## Exercise objective
Please turn the lines of the rows below into a numbered list, dropping any blank lines and leaving the pictures out.

>> Begin Source data

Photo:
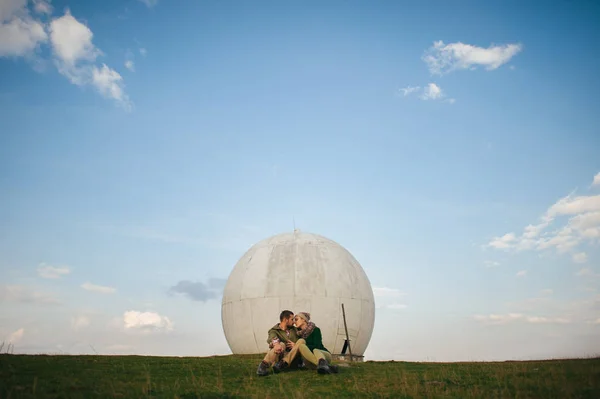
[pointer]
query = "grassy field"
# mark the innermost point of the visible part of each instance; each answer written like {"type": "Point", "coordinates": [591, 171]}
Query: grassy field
{"type": "Point", "coordinates": [235, 377]}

>> End Source data

## Task response
1. Photo:
2. [pointer]
3. query = "grassy field"
4. # mark the innermost point of the visible part of each instance; each answer written like {"type": "Point", "coordinates": [591, 171]}
5. Query: grassy field
6. {"type": "Point", "coordinates": [235, 377]}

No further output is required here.